**Provided passage:**

The lack of foresight our government has can be absolutely staggering sometimes. Our new currency and the application of it to our daily lives is a prime example of how we operate as a country.

Force of habit led me to dumping two shiny 2012 toonies into an already overpriced parking meter the other day before realizing I may as well have deposited them into the storm drain. 

The whole parking meter scenario in Vancouver is rather typical in that their new concept was brilliant and the application rubbish. Solar powered meters with cell phone connectivity via the hotline. Good stuff.

What could possibly go wrong? Oh, right, our increasingly cartoony currency doesn’t work in our shiny new meters, or vending machines, or on some forms of transit.

The phone system seemed like a great addition to me at first until I realized the powers that be actually gain more coin from it. When you sign up over the phone you don’t leave extra time for the next person in one of the only ways people “pay it forward’ these days. If you pay for an hour and leave after five minutes the next person still gets to pay. Sneaky stuff.

Vancouver as a city needs realize which areas warrant higher prices and which do not. My feeling is that if parking your car for an hour rivals the cost of parking yourself with the prostitute next to the meter for an hour, it’s time to revisit the costing breakdown.

Perhaps I have that out of phase, maybe call girls should be used as a pricing guideline depending on the quality of company on the nearest corner. A toothless 57-year-old named Roxette should likely not require six toonies worth of time in a parking stall. That’s quarter territory.

However, if you’re pulling up next to a Catherine Zeta Jones clone working girl who you weren’t positive was a hooker at first, then perhaps that’s a multiple toonie kind of parking experience. I digress…

We are now tasked with re-working all of these “time savers” to make them work with a currency we all knew was coming. Scenarios such as these and Fast Cat ferries depress me to no end.

The existing ferries (Slow Cats?) in general are possibly the least useful form of transit we have with lineups that actually end in Osoyoos on three-day weekends and fees that turn a day trip to Victoria into half the cost of a cheap cruise to Alaska.

Traffic jams stretching into the horizon are par for the course in the Lower Mainland which features the exact same vital arteries it did 30 years ago with little relief in sight. A single car accident will cripple the entire Lower Mainland with startling efficiency.

I’m actually surprised that we aren’t charged for parking when the highway does turn into a parking lot. I received a parking ticket awhile back that rapidly went from a 30 dollar ticket to a 100 dollar ticket as I forgot I was given it.

Source data
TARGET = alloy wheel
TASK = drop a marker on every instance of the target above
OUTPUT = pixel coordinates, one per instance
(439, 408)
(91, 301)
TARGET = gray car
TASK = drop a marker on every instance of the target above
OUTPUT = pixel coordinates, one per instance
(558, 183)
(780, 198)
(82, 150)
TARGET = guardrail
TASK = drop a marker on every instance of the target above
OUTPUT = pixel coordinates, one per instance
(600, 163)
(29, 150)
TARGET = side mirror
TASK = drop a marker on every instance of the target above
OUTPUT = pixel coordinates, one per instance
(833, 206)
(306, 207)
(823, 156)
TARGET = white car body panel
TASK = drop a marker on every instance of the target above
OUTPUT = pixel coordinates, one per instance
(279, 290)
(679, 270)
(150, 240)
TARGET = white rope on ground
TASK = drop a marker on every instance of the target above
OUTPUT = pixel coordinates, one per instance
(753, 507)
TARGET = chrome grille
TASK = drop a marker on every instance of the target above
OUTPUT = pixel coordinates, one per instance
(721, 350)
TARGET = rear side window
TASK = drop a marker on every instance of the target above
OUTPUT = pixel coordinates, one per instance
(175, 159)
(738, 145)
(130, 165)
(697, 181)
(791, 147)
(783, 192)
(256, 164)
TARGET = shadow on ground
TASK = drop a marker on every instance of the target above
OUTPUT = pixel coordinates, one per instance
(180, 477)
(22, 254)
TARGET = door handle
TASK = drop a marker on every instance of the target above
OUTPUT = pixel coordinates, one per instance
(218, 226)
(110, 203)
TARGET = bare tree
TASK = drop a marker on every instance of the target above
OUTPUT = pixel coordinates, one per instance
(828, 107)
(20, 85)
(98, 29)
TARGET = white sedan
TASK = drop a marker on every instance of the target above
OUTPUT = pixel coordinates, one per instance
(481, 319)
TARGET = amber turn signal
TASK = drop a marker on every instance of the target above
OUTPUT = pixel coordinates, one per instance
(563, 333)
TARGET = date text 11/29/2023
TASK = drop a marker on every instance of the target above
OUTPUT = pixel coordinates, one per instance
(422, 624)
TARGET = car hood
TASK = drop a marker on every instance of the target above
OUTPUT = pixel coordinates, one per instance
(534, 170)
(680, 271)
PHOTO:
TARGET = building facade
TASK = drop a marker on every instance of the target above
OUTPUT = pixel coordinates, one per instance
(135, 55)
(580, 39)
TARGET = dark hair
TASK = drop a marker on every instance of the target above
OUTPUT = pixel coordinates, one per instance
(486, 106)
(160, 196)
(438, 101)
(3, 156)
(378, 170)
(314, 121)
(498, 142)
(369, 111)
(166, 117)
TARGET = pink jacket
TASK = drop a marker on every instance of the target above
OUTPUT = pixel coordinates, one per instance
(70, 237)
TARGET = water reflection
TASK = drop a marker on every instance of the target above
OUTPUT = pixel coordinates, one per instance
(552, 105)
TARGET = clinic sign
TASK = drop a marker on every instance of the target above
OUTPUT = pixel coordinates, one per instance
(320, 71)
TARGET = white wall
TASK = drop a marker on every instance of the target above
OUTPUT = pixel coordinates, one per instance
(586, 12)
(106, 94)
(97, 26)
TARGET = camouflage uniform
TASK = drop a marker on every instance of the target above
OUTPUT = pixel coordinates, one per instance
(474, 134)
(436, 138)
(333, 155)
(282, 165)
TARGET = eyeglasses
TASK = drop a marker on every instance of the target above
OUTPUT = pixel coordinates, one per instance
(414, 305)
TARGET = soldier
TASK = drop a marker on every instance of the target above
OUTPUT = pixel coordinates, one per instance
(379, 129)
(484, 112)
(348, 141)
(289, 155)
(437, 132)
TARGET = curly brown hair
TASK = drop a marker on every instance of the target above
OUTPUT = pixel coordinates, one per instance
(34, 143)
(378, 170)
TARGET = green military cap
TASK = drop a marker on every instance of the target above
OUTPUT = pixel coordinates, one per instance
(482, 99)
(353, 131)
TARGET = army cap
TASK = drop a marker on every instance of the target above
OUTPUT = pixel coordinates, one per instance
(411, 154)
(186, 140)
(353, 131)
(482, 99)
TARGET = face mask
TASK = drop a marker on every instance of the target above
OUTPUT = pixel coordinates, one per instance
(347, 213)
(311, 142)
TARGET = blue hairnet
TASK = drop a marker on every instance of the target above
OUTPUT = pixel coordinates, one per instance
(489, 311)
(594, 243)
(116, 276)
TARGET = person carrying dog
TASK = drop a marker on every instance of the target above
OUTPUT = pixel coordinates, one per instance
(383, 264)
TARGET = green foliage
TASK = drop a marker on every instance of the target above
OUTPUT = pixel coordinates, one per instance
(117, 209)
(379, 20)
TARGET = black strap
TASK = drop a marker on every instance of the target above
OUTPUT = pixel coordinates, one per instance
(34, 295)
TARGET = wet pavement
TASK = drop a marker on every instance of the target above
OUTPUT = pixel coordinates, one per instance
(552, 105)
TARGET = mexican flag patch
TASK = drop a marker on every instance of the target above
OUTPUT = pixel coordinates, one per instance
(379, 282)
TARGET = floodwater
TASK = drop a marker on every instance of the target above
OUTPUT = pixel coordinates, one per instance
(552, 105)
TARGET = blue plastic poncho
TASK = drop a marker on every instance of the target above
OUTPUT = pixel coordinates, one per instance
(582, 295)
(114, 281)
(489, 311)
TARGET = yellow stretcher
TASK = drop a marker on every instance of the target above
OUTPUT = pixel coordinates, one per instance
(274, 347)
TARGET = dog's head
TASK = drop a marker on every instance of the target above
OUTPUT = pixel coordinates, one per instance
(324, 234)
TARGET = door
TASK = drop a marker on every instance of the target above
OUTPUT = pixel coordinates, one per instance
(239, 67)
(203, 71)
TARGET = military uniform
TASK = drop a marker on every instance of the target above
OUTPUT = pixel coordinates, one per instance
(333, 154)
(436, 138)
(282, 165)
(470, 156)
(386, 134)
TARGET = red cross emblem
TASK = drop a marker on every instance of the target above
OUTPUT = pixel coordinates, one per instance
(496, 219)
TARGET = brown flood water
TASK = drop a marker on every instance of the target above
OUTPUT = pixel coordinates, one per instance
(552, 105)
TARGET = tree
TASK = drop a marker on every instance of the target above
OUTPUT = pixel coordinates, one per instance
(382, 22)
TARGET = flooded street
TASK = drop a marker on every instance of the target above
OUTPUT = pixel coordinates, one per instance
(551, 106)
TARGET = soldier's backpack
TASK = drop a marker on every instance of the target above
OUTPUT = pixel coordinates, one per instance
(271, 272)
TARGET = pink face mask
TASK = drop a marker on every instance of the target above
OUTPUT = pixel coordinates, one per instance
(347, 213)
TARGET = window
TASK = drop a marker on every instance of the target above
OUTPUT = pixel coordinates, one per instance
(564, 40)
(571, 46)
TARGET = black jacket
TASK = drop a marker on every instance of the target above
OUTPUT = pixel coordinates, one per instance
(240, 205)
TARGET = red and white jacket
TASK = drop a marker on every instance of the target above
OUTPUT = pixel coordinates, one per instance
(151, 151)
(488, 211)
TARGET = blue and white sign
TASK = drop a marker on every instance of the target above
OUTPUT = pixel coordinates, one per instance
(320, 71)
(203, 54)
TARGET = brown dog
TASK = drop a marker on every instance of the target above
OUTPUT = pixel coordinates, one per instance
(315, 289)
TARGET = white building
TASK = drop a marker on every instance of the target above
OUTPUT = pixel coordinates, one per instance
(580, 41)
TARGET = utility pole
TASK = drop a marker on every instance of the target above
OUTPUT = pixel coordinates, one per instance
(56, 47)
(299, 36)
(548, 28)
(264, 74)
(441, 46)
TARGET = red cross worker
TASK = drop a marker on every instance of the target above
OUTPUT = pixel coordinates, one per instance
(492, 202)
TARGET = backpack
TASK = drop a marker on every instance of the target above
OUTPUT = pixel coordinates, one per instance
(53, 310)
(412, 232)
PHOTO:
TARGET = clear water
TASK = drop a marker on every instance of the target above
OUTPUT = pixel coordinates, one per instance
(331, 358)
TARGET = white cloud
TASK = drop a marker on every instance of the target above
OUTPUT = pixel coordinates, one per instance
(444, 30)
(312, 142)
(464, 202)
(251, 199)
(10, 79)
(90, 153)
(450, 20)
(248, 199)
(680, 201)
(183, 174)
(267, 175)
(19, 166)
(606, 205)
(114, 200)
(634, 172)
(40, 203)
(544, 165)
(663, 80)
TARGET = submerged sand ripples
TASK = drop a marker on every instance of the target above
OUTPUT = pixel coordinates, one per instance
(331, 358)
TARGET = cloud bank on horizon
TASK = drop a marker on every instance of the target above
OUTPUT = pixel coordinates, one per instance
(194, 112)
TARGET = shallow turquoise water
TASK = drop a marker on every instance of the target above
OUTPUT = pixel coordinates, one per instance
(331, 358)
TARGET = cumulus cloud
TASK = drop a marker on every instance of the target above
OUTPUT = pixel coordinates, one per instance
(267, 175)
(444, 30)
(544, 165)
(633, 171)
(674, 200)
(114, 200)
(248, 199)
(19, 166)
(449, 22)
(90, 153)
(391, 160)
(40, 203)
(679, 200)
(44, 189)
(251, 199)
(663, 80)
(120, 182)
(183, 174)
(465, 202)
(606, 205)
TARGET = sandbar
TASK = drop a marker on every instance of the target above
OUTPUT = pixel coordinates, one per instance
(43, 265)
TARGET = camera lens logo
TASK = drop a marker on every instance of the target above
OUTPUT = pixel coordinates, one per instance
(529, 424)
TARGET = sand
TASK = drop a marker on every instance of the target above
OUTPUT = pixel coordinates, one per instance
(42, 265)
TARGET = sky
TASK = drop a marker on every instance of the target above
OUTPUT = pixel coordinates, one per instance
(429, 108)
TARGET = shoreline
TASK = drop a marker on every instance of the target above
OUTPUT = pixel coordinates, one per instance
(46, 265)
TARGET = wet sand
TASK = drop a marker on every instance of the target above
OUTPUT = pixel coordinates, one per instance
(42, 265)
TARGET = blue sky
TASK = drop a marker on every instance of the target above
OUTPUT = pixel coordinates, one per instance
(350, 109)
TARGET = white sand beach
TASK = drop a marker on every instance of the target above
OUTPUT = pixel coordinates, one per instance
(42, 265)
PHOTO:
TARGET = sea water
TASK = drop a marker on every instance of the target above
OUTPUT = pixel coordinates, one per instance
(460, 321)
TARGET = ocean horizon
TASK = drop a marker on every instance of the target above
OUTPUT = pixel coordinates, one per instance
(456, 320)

**Set problem 1:**
Can you rewrite the part of the Vancouver parking piece that opens with the words containing "We are now tasked" and closes with "cruise to Alaska.", swapping "ferries" for "vessels"?
**Set problem 2:**
In the Vancouver parking piece, what amount did the writer's forgotten parking ticket climb to?
**Set problem 3:**
Could you carry on the Vancouver parking piece from its last sentence?

**Written reply 1:**
We are now tasked with re-working all of these “time savers” to make them work with a currency we all knew was coming. Scenarios such as these and Fast Cat vessels depress me to no end.

The existing vessels (Slow Cats?) in general are possibly the least useful form of transit we have with lineups that actually end in Osoyoos on three-day weekends and fees that turn a day trip to Victoria into half the cost of a cheap cruise to Alaska.

**Written reply 2:**
100 dollars, up from 30 dollars.

**Written reply 3:**
Running three minutes over the time limit on Vancouver’s East Side literally cost me the same as a middling hotel for an entire night. “Those fees pay for our roads,” some say. The very same road makes a backroad in Riyadh look like the surface of a pool table so I’m not a believer in that theory.

Even better than throwing down the hundred bucks for the ticket is the fact I can easily throw down two hundred bucks and be none the wiser as the new bills stick to each other easier than they stick to a sweat soaked stripper after a third set in a humid Miami club.

These bills are pushing me closer and closer toward a cashless existence which, frankly, I’m all for if it means not being ridiculed by Americans for our funny money. Depending on who you ask, our bills also feature a scratch n’ sniff option that results in them smelling like maple syrup. To retain any sliver of respect I have for our government, I simply couldn’t bring myself to investigate.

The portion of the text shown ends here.